The power a woman holds in her own home is determined by her share of household bargaining power. From an economic perspective, a married woman’s household bargaining power—how much input she has into how decisions are made—is a function of her income and education level relative to that of her husband. Now a new study by the Pew Research Center suggests that married women are beginning to see higher relative education and income levels than their husbands—evidence which suggests that female power within the household is on the rise.

First, it is worth noting that the relative standing of women within marriage in terms of education is not a new phenomena; women have, by in large, been marrying down in terms of education since at least the 1940s. When high school enrollments and graduation rates first began to increase at the turn of the 20th Century, women took advantage of secondary education at a much higher rate than men. Manufacturing wages were high for men, and didn’t depend on a high school education, so many men left school earlier to join the workforce.

Women, by and large, sought clerical occupations (at least until they married). These required more secondary schooling, so women had much more to gain by staying in school. Women who had completed high school married down in terms of education but, because men’s wages were higher, up in terms of income. In 1940, for example, only 21% of women married men who were more educated than themselves. In 1960 this number crept up to 24%.  By 1970, 82% of women were married to men with equal or less education—but only 4% were married to men with lower incomes than themselves.

In recent years that trend towards marrying up has reversed; in 2007, only 19% of women were married to men who were more educated than themselves. University education is almost certainly responsible for this reversal and, again, the relative gains to education for men and women are driving the result.  In the past, when women were, on average, marrying down, university-educated women were almost always marrying up—and the more educated they were the more they married up. More women are university-educated now; university enrollment rates for men and women have been increasing since the beginning of the 1970s, and female enrollment rates have outpaced those of men since the mid-1980s. With fewer men than women finishing university, many educated women have no choice if they wish to marry; the supply of university-educated men outstrips demand. So the big change in the last thirty years is not that women are starting to marry men who are less educated than themselves; the big change is that well-educated women are starting to marry men who have less education.

This is where we start to see the shift away from higher incomes for husbands. Over the same period that the gap has developed between female and male post-secondary education, the gap between the income paid to those with a university education and those without has also increased. In 2007, 22% of wives brought more income into the household than their husbands. This can be largely explained by the fact that although the income gap between men and women has fallen for all education levels, university-educated women now earn a higher median income than do university-educated men. College-educated women are gaining on their husbands in terms of both education and income; this should increase their power in the home.

I still like the words to the “Bring Home the Bacon” song, but, frankly, 30 years later it makes me feel slightly exhausted.  My sister had enough sense to marry a man who brings home the bacon AND fries it up in the pan (and, incidentally, never, never, never forgets he’s a man). We can talk about the corporate and political power of women, but we all know female power is not about “doing it all”—it is about being able to participate in decisions. In terms of developing female power inside her own home, relative income and education are what matters.

________

Set exercise A:
In the essay on women's household bargaining power, what percentage of wives brought more income into the household than their husbands in 2007?
Set exercise B:
Print the passage of the essay on household bargaining power starting at "This is where" and ending at "in the home.".

Supplied data:
________

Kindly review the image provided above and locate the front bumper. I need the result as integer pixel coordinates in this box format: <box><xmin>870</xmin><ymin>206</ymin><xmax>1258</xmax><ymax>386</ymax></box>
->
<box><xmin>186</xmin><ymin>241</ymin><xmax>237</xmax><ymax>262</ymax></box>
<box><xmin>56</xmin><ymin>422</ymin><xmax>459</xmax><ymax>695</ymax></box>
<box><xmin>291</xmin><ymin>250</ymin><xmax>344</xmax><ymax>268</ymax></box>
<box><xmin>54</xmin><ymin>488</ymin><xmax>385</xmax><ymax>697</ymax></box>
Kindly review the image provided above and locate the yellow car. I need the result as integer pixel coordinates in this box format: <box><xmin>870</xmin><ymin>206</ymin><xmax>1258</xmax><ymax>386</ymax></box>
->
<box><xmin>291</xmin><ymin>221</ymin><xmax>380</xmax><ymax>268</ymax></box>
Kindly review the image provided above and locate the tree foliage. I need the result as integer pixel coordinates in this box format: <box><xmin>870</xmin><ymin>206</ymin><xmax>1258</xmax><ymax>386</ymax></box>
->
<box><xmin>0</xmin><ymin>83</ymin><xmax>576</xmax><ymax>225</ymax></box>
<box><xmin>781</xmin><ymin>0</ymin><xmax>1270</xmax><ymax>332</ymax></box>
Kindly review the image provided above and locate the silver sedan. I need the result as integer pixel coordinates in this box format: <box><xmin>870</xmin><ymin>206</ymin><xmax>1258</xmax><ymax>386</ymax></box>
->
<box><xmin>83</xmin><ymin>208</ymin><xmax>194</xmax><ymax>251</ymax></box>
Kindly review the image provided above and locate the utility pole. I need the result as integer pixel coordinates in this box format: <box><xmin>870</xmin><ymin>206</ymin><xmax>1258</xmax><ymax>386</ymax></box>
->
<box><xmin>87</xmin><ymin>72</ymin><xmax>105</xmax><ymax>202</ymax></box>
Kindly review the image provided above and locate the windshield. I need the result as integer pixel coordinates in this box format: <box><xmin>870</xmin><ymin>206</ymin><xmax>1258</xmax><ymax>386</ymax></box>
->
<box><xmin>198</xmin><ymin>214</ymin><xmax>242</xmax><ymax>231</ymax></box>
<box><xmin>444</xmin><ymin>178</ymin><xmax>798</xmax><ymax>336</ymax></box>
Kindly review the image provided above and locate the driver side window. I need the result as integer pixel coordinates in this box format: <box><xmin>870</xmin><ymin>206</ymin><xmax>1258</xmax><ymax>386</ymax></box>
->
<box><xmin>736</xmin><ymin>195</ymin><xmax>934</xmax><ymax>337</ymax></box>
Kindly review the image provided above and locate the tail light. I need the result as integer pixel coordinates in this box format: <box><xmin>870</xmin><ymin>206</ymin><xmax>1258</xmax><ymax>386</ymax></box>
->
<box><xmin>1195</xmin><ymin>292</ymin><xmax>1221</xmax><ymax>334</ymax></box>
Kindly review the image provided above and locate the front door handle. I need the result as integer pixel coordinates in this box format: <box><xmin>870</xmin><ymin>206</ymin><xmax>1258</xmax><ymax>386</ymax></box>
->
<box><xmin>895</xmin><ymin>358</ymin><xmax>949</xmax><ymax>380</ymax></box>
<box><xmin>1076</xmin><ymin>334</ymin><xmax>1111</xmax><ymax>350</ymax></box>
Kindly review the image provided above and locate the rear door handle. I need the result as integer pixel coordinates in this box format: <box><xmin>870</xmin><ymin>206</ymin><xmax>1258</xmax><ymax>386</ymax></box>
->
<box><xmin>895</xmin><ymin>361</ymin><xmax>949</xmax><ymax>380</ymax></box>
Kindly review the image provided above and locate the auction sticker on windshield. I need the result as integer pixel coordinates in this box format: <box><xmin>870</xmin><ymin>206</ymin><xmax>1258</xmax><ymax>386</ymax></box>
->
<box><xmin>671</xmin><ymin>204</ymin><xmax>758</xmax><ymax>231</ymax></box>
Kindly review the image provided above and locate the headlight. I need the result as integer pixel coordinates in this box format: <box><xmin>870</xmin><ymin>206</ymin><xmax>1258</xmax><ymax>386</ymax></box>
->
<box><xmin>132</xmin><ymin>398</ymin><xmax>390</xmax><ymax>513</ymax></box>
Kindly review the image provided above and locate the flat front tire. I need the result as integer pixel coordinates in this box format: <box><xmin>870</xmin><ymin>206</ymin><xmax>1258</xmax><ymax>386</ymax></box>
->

________

Written solution A:
22%

Written solution B:
This is where we start to see the shift away from higher incomes for husbands. Over the same period that the gap has developed between female and male post-secondary education, the gap between the income paid to those with a university education and those without has also increased. In 2007, 22% of wives brought more income into the household than their husbands. This can be largely explained by the fact that although the income gap between men and women has fallen for all education levels, university-educated women now earn a higher median income than do university-educated men. College-educated women are gaining on their husbands in terms of both education and income; this should increase their power in the home.